▶ RECORDS SHOWN
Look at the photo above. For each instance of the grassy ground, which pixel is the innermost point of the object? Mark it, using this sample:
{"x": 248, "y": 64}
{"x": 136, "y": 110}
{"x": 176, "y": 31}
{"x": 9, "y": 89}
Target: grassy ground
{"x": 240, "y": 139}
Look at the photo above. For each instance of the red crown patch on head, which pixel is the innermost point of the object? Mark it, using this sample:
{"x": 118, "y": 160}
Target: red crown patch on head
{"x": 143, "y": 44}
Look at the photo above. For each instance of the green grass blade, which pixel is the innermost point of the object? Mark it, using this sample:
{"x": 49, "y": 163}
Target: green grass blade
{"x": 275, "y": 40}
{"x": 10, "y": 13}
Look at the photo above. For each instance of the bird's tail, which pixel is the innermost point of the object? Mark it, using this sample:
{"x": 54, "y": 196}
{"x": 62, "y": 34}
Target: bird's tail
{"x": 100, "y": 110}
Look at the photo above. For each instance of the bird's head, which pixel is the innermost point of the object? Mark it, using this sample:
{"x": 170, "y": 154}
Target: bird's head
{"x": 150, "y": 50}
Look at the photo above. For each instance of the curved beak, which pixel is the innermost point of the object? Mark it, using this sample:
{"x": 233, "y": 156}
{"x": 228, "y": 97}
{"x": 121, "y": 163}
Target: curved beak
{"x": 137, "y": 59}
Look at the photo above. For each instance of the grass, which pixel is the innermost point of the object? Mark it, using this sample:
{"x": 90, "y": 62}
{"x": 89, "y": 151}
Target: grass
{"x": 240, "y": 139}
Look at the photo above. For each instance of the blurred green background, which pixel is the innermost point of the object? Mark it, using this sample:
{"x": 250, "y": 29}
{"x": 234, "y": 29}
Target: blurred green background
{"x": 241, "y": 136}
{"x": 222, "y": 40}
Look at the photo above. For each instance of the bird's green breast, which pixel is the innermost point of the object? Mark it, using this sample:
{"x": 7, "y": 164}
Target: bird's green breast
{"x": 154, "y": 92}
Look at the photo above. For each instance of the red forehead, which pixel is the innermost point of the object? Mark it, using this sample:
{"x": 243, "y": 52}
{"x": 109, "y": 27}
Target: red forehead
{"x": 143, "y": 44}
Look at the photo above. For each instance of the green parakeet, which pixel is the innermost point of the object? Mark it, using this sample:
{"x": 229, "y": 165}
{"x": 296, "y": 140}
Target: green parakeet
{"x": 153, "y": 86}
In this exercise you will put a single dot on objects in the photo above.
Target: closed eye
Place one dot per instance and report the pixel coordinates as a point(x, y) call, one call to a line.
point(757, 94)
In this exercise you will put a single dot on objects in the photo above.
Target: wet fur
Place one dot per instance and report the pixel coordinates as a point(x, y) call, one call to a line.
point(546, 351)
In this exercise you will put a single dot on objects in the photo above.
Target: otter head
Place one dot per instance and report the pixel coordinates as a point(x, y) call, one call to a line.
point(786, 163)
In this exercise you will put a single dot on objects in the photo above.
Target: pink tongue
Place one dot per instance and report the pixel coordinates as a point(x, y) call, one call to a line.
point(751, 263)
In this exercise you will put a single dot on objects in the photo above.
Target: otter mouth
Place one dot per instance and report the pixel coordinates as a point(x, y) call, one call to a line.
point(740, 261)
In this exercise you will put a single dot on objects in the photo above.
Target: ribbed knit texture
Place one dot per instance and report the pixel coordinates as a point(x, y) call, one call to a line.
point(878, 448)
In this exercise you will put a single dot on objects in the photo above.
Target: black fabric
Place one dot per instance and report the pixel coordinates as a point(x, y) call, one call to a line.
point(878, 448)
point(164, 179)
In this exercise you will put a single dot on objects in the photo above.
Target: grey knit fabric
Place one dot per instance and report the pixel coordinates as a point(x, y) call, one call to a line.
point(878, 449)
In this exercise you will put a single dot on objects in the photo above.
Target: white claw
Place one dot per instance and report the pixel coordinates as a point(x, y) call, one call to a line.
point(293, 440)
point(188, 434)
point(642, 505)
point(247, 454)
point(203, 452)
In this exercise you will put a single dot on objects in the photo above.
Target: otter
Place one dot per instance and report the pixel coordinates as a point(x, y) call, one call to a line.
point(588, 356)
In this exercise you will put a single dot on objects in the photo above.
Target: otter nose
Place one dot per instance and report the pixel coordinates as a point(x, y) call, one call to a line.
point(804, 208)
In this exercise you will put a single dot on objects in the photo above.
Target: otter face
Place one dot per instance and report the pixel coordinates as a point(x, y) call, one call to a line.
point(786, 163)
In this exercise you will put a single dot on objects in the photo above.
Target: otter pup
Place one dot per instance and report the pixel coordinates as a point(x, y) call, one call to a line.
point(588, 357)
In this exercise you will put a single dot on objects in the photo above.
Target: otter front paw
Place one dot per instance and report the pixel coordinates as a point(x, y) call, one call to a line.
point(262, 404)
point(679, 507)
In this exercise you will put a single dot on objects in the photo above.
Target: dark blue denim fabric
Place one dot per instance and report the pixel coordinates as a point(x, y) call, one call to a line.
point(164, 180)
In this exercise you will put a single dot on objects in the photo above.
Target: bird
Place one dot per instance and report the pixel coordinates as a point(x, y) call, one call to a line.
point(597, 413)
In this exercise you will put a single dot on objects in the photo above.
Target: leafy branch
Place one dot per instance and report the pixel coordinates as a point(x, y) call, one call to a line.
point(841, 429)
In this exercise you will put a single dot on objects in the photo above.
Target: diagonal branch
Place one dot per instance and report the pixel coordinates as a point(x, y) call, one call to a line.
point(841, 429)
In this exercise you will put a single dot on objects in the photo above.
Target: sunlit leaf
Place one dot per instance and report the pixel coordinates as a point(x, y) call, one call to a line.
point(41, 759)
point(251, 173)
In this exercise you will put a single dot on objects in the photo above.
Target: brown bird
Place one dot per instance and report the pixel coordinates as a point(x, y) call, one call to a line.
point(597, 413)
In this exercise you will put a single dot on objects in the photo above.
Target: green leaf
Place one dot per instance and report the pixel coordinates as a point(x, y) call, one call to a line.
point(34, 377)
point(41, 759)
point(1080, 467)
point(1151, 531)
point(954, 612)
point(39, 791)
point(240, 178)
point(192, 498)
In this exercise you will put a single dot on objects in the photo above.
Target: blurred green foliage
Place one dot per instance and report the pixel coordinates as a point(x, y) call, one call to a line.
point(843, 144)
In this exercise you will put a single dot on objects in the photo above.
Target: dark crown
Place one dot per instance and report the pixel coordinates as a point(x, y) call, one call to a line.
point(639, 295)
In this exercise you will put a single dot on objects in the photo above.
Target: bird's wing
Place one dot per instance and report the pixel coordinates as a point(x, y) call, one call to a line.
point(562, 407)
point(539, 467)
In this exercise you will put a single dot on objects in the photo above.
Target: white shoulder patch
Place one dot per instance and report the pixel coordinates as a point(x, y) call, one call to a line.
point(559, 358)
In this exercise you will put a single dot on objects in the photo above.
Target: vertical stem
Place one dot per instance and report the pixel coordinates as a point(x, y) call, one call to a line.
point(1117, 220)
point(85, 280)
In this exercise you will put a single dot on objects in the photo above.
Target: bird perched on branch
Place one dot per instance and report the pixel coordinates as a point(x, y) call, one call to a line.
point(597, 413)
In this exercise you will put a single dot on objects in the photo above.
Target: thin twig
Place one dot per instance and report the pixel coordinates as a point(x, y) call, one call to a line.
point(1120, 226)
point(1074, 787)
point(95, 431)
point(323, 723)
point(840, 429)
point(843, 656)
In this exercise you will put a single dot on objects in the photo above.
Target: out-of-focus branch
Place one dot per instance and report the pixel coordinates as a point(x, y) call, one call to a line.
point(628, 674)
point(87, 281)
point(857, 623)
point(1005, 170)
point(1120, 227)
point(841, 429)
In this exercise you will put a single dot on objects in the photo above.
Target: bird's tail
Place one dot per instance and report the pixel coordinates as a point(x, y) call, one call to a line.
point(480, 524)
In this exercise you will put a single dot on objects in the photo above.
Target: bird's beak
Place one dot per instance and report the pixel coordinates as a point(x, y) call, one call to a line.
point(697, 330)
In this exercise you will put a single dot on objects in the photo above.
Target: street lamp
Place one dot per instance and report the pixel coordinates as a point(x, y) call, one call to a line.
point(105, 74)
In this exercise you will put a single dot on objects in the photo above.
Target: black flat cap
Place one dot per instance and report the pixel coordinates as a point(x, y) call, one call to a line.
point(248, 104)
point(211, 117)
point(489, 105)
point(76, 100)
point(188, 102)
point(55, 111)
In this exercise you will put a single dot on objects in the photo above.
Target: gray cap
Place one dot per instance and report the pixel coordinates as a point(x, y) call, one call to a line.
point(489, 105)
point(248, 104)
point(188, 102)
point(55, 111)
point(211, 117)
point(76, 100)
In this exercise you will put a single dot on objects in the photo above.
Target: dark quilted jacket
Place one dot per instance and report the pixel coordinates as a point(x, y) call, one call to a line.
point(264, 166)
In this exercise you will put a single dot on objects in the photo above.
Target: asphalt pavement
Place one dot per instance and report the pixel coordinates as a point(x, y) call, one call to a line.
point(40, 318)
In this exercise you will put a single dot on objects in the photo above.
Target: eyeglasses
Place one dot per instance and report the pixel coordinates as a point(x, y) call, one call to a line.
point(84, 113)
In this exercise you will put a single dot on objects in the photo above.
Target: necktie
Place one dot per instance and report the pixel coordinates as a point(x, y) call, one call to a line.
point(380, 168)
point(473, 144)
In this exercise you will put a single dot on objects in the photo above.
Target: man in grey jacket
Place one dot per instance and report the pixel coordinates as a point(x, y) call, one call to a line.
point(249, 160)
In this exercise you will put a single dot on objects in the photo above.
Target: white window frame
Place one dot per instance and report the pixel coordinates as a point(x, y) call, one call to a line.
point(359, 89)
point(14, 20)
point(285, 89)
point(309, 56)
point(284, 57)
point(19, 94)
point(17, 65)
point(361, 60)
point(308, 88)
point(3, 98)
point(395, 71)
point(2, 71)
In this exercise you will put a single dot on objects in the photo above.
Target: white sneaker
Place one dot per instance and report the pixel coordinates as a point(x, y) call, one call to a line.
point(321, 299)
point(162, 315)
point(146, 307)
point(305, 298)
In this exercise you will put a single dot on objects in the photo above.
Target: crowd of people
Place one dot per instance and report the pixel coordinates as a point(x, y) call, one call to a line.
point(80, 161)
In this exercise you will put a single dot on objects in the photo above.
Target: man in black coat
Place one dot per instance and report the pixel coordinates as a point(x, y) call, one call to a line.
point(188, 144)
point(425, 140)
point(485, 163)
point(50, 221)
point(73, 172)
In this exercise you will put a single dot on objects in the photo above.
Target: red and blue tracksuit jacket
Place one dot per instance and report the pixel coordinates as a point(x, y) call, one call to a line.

▶ TASK DETAILS
Count the lines in the entries above that contain the string "dark", with case significant, and give only that number.

▶ RESPONSE FOR THIS EXERCISE
3